--- Problem statement ---
Check each statement against the social loafing text below. Answer yes or no and quote the words of the text that decide it. 1. Ringelmann's original article says a team of 8 persons produces the work of 4. 2. The effect begins only in groups larger than two persons. 3. Independent subtasks are preferably assigned to several people each.

--- Text excerpt ---
┌────────

I agree that divide-and-conquer is an approach useful in algorithms (especially if you pass Google's recruitment tests), but it's much more difficult in real life.
Social loafing exists in groups, and has been known since a long time.
Ringelmann measured the productivity at the beginning of the twentieth century, and discovered what is now named Ringelmann effect:
https://en.wikipedia.org/wiki/... [wikipedia.org]
Ringelmann's original article explains that a team of 8 persons produces the work of 4.
You may argue that you can optimize that by splitting in several groups, but the effect exists starting at 2 persons (85% of effort is produced).
To a certain degree, you can optimize a process by splitting tasks in independent subtasks, preferably assigned to one person each.
However, there are several major problems:
1) some tasks are not as independent as you may imagine
2) some tasks require that people with multiple domains work on them
3) some tasks are so long that it slows down the entire process. It is well known in Supply Chain that a single bottlenecks reduce your output.

└────────

--- Dataset rows ---
┌────────

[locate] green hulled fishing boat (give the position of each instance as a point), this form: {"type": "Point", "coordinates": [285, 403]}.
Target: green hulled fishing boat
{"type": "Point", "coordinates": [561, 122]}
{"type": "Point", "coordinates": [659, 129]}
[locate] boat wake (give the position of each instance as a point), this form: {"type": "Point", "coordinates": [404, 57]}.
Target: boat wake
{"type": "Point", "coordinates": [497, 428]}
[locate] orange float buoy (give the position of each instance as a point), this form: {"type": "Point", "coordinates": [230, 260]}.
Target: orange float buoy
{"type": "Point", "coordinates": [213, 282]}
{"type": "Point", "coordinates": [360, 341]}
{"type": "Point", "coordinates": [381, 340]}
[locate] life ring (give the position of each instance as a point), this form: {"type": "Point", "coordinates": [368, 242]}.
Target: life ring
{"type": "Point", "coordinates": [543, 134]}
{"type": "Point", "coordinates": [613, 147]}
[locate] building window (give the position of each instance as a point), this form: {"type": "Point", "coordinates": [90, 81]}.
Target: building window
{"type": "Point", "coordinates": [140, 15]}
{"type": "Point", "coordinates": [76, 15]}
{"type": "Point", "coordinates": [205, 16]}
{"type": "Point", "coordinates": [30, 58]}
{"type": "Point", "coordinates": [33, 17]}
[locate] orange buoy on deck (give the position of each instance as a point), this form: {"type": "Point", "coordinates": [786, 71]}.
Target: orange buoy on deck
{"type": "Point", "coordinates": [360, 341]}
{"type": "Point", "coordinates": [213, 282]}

└────────
┌────────

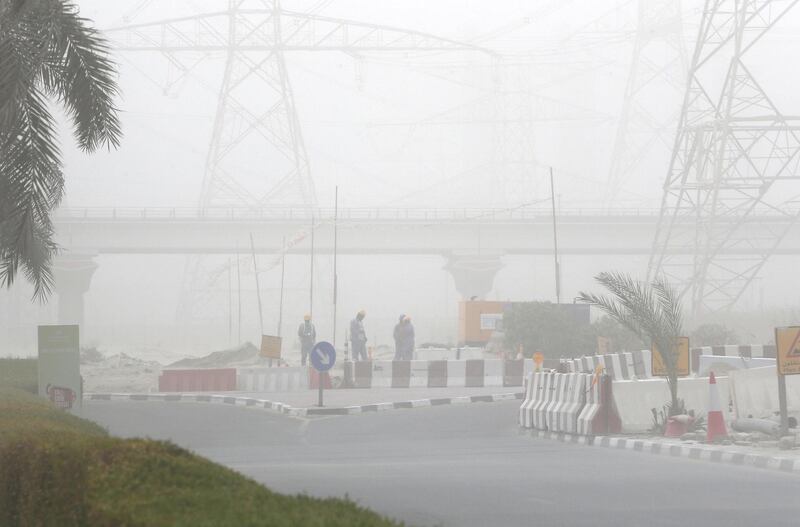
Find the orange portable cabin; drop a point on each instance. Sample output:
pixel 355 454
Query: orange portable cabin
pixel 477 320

└────────
┌────────

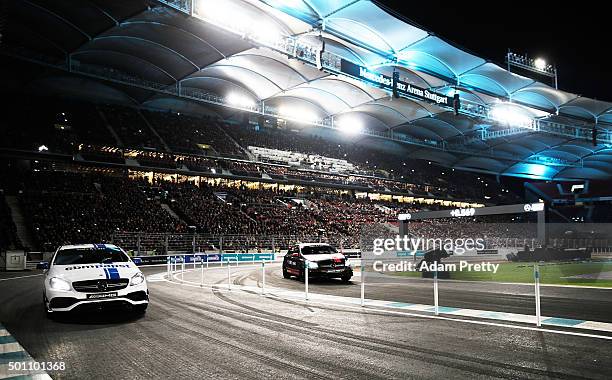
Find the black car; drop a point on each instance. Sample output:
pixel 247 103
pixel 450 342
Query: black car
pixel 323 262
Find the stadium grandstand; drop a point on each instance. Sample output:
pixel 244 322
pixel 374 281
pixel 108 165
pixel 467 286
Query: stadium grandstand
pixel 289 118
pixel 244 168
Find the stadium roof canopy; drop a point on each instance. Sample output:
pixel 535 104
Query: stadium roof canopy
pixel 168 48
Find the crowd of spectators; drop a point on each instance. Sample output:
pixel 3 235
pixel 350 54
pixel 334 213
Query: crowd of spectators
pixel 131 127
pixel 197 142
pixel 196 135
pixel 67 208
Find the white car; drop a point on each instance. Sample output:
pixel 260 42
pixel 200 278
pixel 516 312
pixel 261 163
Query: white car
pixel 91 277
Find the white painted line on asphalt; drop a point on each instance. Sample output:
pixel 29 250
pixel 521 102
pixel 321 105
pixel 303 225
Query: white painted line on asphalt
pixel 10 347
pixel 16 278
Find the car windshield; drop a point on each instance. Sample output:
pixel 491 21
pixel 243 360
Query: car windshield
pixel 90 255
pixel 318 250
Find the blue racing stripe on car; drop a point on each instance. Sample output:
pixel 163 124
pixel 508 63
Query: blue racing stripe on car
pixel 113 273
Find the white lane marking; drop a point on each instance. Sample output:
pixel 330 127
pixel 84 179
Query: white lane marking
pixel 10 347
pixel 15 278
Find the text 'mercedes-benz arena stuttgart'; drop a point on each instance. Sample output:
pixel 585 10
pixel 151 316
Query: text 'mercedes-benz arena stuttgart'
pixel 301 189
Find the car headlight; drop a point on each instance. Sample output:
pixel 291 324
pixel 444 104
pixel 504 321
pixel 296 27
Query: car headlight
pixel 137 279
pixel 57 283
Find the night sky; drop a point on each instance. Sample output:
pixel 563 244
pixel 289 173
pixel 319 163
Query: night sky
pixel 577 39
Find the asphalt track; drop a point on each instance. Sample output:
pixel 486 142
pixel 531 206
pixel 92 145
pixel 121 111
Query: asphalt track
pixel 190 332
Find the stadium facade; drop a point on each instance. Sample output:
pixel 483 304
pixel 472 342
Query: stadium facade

└────────

--- Task result ---
1. Yes: "Ringelmann's original article explains that a team of 8 persons produces the work of 4."
2. No: "the effect exists starting at 2 persons (85% of effort is produced)"
3. No: "preferably assigned to one person each"